§ **Required tasks**:
a – According to the article on stroke treatment, how sensitive is a non-contrast head CT scan for the presence of blood?
b – Continue the article on stroke treatment from its last sentence.

§ **Passage to read**:
Much research and discussion have focused on the right time window for giving thrombolysis to patients with acute ischemic stroke. Yet a day may come when the debate about a cutoff of 3 or 4.5 hours will seem rather quaint, according to S. Andrew Josephson, MD, medical director of inpatient neurology and chair of the neurohospitalist program at the University of California, San Francisco (UCSF).
Within a decade, thrombolysis decisions will perhaps be based on tissue, not time, said Dr. Josephson during a session at UCSF's Management of the Hospitalized Patient conference, held in San Francisco last October. Perfusion-weighted imaging has the ability to show whether a patient has so much infarcted tissue that IV tissue plasminogen activator (tPA) is inadvisable due to risk of hemorrhage or whether blood still could be restored to the tissue via tPA.
“We are no longer going to say that at 4.5 hours everyone can't get tPA. There have to be some people who can get tPA after that, and others you wouldn't want to give it to even at an earlier period,” Dr. Josephson said, adding that, at the moment, perfusion imaging still “isn't ready for prime time” since trials have not yet supported its use.
Another possible change in practice is that physicians will remove a clot if tPA fails, not just in those ineligible for IV thrombolysis. While a trial of this combination approach (published in the New England Journal of Medicine in March 2013) was stopped because no benefit was found, different results may emerge when the approach is tested with newer devices, Dr. Josephson said.
“We now have newer devices, which have been approved in the last 24 months, that increase the odds up to 90% of getting a clot out—whereas before, it was around 60%,” he said, adding that trials testing these new devices in a combination approach are ongoing and will soon be published. “For now, we should continue to use these devices if patients are ineligible for tPA, but not after using IV tPA, with the exception of basilar thrombosis, which was not tested thoroughly in these recent trials.”
Stroke treatment today
In addition to discussing the future, Dr. Josephson offered tips on best practices now, based on research that has been published in the last year or so.
For starters, every person with a stroke should have a non-contrast head CT scan, which is 100% sensitive for the presence of blood, he said.
“Even the best vascular neurologist, based on clinical presentation, labs, vitals, whatever, can't tell the difference between the 85% of people with an ischemic stroke and the approximately 15% with hemorrhagic stroke; a distinction that has obvious important therapeutic implications,” he said. “If there is no blood on the CT, it's an ischemic stroke.”
Since acute ischemic stroke treatment is still based on time windows, it's crucial to ask the right questions about symptom onset, he said. For example, if a man woke up at 6 a.m. unable to move his right arm and the physician later asked him what time his stroke started, the man likely would say 6 a.m., which may not be accurate.

§ **Extracted material**:
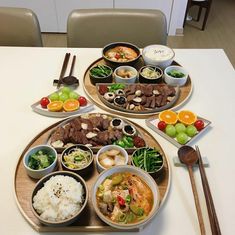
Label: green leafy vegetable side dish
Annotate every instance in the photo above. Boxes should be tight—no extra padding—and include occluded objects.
[133,148,163,172]
[90,65,111,78]
[28,150,55,170]
[167,69,185,78]
[108,83,125,92]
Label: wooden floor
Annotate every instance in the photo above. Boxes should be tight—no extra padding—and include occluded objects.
[42,0,235,67]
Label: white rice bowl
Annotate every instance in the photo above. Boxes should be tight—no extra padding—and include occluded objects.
[33,175,85,222]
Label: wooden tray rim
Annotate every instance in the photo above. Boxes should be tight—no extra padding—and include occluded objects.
[13,114,172,232]
[83,57,194,118]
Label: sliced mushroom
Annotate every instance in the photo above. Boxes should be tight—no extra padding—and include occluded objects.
[81,123,88,130]
[153,90,160,95]
[133,97,142,103]
[86,132,97,139]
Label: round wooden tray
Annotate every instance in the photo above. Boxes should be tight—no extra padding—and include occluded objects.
[83,57,193,118]
[14,114,171,232]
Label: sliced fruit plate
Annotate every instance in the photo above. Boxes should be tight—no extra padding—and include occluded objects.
[47,113,146,153]
[145,110,211,148]
[96,83,180,114]
[31,87,93,118]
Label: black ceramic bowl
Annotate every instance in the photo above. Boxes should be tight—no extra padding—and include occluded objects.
[61,144,94,176]
[139,65,163,84]
[89,65,113,85]
[102,42,141,68]
[31,171,88,227]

§ **Written responses**:
a – It is 100% sensitive for the presence of blood.

b –
“We want to ask, ‘When was the last time you were normal?’ Or, you can ask the family, ‘When was the last time this person was seen well?’ And if it was 9 p.m. when [the patient] went to bed, or 3 a.m. when he got up to use the bathroom, then that is when the clock begins so we do not misestimate these crucial time windows,” Dr. Josephson said.
A “game-changer” article, published in the Journal of the American Medical Association in 2013, illustrated just how important it is to deliver tPA as quickly as possible, he added. The study of approximately 1,400 hospitals found an association between faster administration of tPA, in 15-minute increments, and significantly lower rates of mortality and intracerebral hemorrhage, plus higher rates of discharge to home instead of nursing homes.
An August 2014 meta-analysis in The Lancet found that patients who receive tPA quickly, even within 90 minutes of stroke onset have “incredibly positive results—these are the people for whom the efficacy is greatest and the risk of hemorrhage is lowest,” Dr. Josephson noted. “So we are really looking for systems-based approaches at individual hospitals to speed up delivery.”
What's more, 4.5 hours was undoubtedly the point where the benefit started to wane in the study, he added. “I'm not coming back next year to say, ‘Now it's 6 hours' . . . 4.5 hours is really when we cross the null hypothesis” using time-based treatment.
Though tPA is not approved by the FDA for use beyond 3 hours, “compelling” randomized, controlled trials support its use up to 4.5 hours, and it's approved for this time frame in other countries, Dr. Josephson said, adding that most stroke centers in the U.S. have adopted this time frame as well.
If treatment is initiated between 4.5 and 6 hours, hospitalists can use an angiogram to find the clot, then use a microcatheter to deliver intra-arterial tPA directly into it. If it's been less than 8 hours since stroke onset, removing the clot via mechanical embolectomy is an option, Dr. Josephson said.
It's important to remember that a person who comes into the hospital on one of the oral direct thrombin or Xa inhibitors for anticoagulation is ineligible for tPA regardless of the time of stroke onset but likely can receive mechanical embolectomy, he noted.
Of interest, although intra-arterial tPA has proven to be effective in multiple trials, it is not approved by the FDA because the trials used a different lytic medication than is used now, Dr. Josephson noted. Meanwhile, many devices to perform mechanical embolectomy—”which is really the rage nowadays”—have been FDA-approved, despite having a lower level of evidence to support their use.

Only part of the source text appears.